» Work to complete:
A. Quote everything in the passage on disability insurance from "In the scheme" down to "number at all.".
B. In the passage on disability insurance, how much could a "fix" at DI add to the debt/deficit in the decade after it goes broke?
C. Pick up the passage on disability insurance and the two candidates where it stops, and keep writing.

» Document text:
-----

In the scheme of things, the problems at DI are small. Other problems are so large in comparison. But a “fix” at DI could add another half-trillion onto the debt/deficit in the decade after it goes broke. That’s not a small number at all.

If Obama is honest, he will acknowledge the problem and propose new taxes to fill the bucket. He will say that America is too rich a country to let disabled workers fall through a crack. He will get votes for that position.

Romney has a problem. He can’t propose higher taxes that would be earmarked to stabilize DI. He will say that DI has to be cut to the point that it becomes Pay-Go without new taxes. He will get votes for that position, but it will expose him to criticism. It will be argued that this is about the 1% versus disabled workers. Obama would have a field day with that position. “O” would be protecting the widows and orphans while Mitt would be keeping the rich, rich.

-----

» Information provided:
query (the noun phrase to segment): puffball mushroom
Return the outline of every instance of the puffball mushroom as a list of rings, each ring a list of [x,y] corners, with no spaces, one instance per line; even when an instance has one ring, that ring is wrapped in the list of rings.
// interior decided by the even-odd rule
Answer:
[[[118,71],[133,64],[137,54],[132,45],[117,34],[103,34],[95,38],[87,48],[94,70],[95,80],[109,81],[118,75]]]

-----

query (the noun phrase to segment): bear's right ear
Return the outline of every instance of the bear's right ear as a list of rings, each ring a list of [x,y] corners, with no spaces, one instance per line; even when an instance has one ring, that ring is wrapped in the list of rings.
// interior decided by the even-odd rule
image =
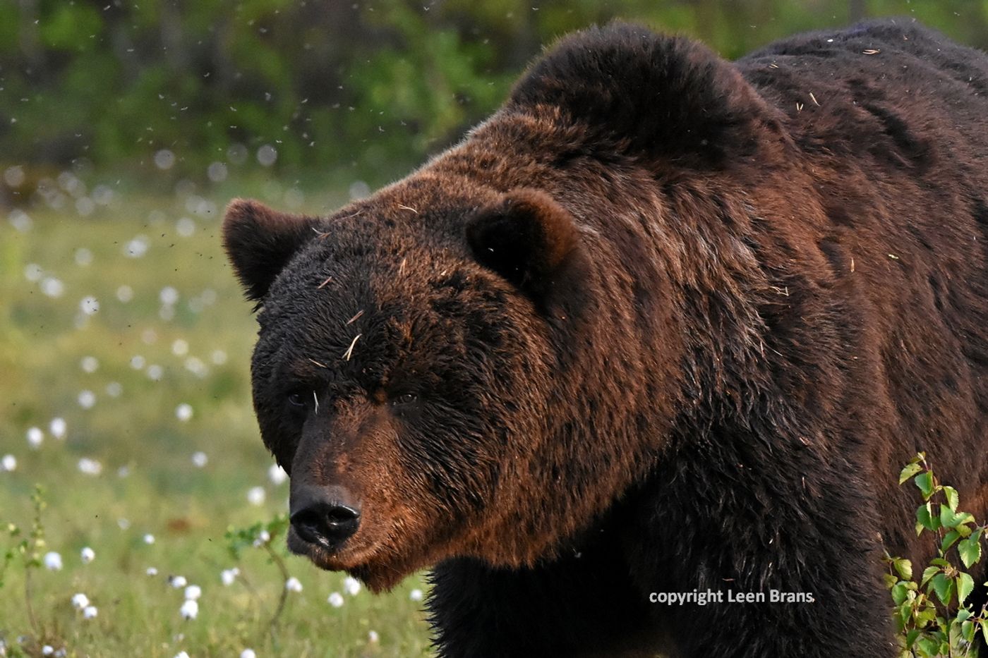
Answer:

-----

» Written answers:
A.
In the scheme of things, the problems at DI are small. Other problems are so large in comparison. But a “fix” at DI could add another half-trillion onto the debt/deficit in the decade after it goes broke. That’s not a small number at all.

B. Another half-trillion.

C.
There must be a fix at DI in the next four years. The next president will guide that resolution through Congress. The “fix” will either socialize the system by diverting tax dollars to it, or the program will be starved. The solution will be a cookie-cutter preliminary version of the much bigger issue of the Retirement Fund. OASI will face a much larger wall in 2017 – 20. What will happen to DI in 2016 will pave the way for what happens to OASI in 2019.

One final chart. This looks at cash flow for DI, OASI and combined SS. We crossed the red-ink line on DI in 2005. OASI went into the red in 2010. Neither fund will ever be in the black again.

Both candidates may try to point to fraud and abuse at DI as the problem. There is abuse, lots of it. But if it ended tomorrow, it would not move the needle. The required fix is much larger than the abuse.

Neither candidate wants SS to be an issue. If it becomes one, Obama has more to win and Romney more to lose.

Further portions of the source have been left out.